* **INSTRUCTIONS FOR THE TASK**
Convert the material below into a two-column CSV with the header columns "label_request" and "points", one row per request. Put each request's text and its answer in their own quoted fields, turning line breaks into spaces.

* **EXTRACTED ENTRIES**
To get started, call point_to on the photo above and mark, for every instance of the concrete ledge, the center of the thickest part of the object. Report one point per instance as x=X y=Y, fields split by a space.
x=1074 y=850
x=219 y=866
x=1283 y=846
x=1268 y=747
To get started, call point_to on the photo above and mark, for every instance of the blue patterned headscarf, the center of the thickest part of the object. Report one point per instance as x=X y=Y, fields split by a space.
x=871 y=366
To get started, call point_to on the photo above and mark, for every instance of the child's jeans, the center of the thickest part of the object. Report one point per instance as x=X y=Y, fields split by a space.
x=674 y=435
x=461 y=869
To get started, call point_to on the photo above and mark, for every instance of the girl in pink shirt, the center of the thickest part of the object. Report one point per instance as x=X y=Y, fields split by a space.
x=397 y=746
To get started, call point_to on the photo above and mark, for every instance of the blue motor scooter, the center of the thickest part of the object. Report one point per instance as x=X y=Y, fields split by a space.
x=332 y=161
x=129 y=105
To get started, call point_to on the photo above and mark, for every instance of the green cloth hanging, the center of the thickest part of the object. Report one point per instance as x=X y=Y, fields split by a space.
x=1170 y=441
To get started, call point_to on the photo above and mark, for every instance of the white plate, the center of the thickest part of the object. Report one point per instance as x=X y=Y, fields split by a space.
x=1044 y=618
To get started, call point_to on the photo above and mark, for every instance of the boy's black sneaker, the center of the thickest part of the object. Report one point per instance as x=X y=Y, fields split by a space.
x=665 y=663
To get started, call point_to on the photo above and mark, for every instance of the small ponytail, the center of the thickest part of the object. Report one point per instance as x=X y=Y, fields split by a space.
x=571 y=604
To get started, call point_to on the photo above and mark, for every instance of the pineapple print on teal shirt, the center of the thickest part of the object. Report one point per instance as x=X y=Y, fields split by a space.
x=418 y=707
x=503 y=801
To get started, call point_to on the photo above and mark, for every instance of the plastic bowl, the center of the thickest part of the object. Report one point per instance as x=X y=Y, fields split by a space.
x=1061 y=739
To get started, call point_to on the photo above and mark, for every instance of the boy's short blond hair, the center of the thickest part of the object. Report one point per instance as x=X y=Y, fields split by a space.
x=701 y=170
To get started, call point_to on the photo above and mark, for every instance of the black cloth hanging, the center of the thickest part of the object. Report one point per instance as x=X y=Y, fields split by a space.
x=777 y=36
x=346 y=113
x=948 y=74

* **FULL OUTPUT**
label_request,points
"To get started, call point_to on the photo above and mark, for every instance of the concrete ledge, the center of the thickest part of the object. Report one point per instance as x=X y=Y, fields split by a space.","x=1074 y=850 x=219 y=866 x=1283 y=846 x=1268 y=747"
"To get started, call point_to on the photo above and mark, for every instance of the blue patterned headscarf, the center of the thickest part of the object. Report one point per instance as x=X y=Y, fields split by a space.","x=871 y=366"
"To get started, call point_to on the photo above and mark, for every instance of the child's jeans, the center of the thickest part of the object. Report one point per instance as x=X y=Y, fields split by a space.","x=674 y=435 x=461 y=869"
"To get started, call point_to on the photo above and mark, for every instance of the girl in pink shirt, the center of the thickest part of the object. Report one point per instance as x=X y=Y, fields split by a space.","x=397 y=746"
"To get started, call point_to on the photo above and mark, for every instance of the blue motor scooter, the center of the thickest part of the object. Report one point per instance as x=X y=Y, fields split by a space.","x=332 y=161 x=129 y=105"
"To get started, call point_to on the photo above and mark, for every instance of the green cloth hanging, the center of the thickest part of the object. Report one point per instance as x=X y=Y, fields split by a space.","x=1170 y=441"
"To get started, call point_to on the photo above and mark, for every instance of the white plate, the center of the thickest part of the object. Report one point per instance as x=X y=Y, fields split by a space.","x=1044 y=618"
"To get started, call point_to on the photo above and mark, for every instance of the boy's black sneaker, the center of the thickest part of the object. Report one point per instance as x=X y=Y, fields split by a space.","x=665 y=663"
"To get started, call point_to on the photo above and mark, for every instance of the small ponytail, the center of the thickest part of the object. Report one point per instance as x=X y=Y, fields split by a space.","x=571 y=604"
"To get started, call point_to on the photo above and mark, for every instance of the pineapple print on teal shirt, the center of the thickest part of the object. Report one point per instance as x=X y=Y, fields split by a space.","x=418 y=707 x=503 y=801"
"To get started, call point_to on the photo above and mark, for every instance of the plastic bowl, the center of the thickest part of the object. Report one point per instance as x=X y=Y, fields split by a space.","x=1061 y=739"
"To get started, call point_to on the photo above and mark, for every instance of the boy's short blond hair, the center of the thickest part of the object. Report one point per instance as x=X y=Y, fields split by a space.","x=701 y=170"
"To get started, call point_to on the photo above and mark, for every instance of the black cloth hanging, the center of the thickest part of the object. Report one point per instance as x=X y=Y, fields split by a space.","x=777 y=36 x=346 y=113 x=948 y=74"